▸ **Short task a**
Scale the coordinates in the listing: begin at the line that contains "Objective — a point for each instance of the patio support" and continue through the end of the listing, both ends included. Write only those lines out again, requests included, with every pixel coordinate in the answers multiplied by 0.65 and rounded to a whole number, halves rounded up.

Rogier Stoffers,  (born 9 November 1961) is a Dutch cinematographer known for his extensive work in both film and television, shooting movies like Quills, John Q., School of Rock, and Disturbia. He has been nominated for a Primetime Emmy Award and an ASC Award, and is the recipient of a Golden Frog award from the prestigious Camerimage Film Festival.

Life and career 
Stoffers was born in the municipality of Utrecht in the Netherlands, and studied French, and film and Theatre sciences, at Utrecht University, before being accepted into the Cinematography program at the Netherlands Film Academy. He was brought under the wing of director Mike van Diem, with whom he collaborated on the critically acclaimed crime drama Character, which won the Academy Award for Best Foreign Language Film.

▸ **Task inputs**
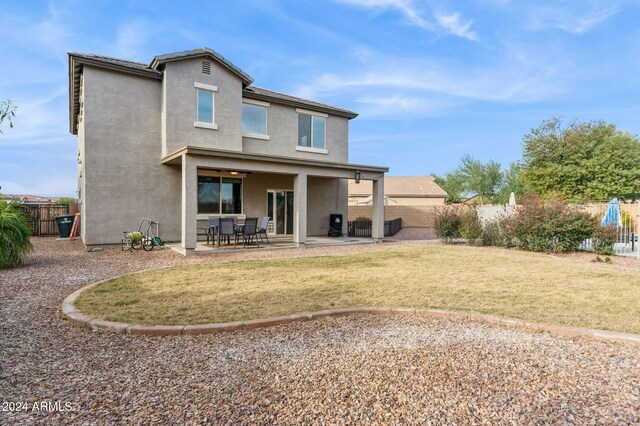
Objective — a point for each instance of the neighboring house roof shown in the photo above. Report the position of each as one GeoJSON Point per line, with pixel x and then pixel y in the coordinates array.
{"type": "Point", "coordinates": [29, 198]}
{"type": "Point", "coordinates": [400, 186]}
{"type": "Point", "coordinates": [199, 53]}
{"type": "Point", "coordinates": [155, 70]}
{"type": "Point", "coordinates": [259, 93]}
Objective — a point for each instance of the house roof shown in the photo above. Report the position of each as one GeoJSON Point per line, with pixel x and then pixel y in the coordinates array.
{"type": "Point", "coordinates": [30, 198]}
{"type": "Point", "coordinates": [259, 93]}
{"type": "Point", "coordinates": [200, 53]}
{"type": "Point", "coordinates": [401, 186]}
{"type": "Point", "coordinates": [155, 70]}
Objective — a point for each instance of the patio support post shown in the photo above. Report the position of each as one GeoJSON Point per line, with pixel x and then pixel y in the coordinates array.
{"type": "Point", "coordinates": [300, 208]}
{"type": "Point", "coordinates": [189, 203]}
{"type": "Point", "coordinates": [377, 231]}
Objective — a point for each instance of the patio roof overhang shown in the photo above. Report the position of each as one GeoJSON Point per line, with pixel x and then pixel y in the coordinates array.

▸ **Short task b**
In the text on the Dutch cinematographer, what is Stoffers said to be known for, and which films does the text name to back that up?

▸ **Correct output a**
Objective — a point for each instance of the patio support post shown in the photo above. Report the position of each as one GeoJSON Point per line, with pixel x and then pixel y in the coordinates array.
{"type": "Point", "coordinates": [195, 135]}
{"type": "Point", "coordinates": [123, 132]}
{"type": "Point", "coordinates": [245, 150]}
Objective — a point for each instance of the patio roof overhang shown in the photo above. Report the position of each as one GeoJSON Point per line, with pixel x and then pixel y in the coordinates array.

▸ **Correct output b**
He is known for his extensive work in both film and television. The text supports this by naming movies he shot: Quills, John Q., School of Rock, and Disturbia.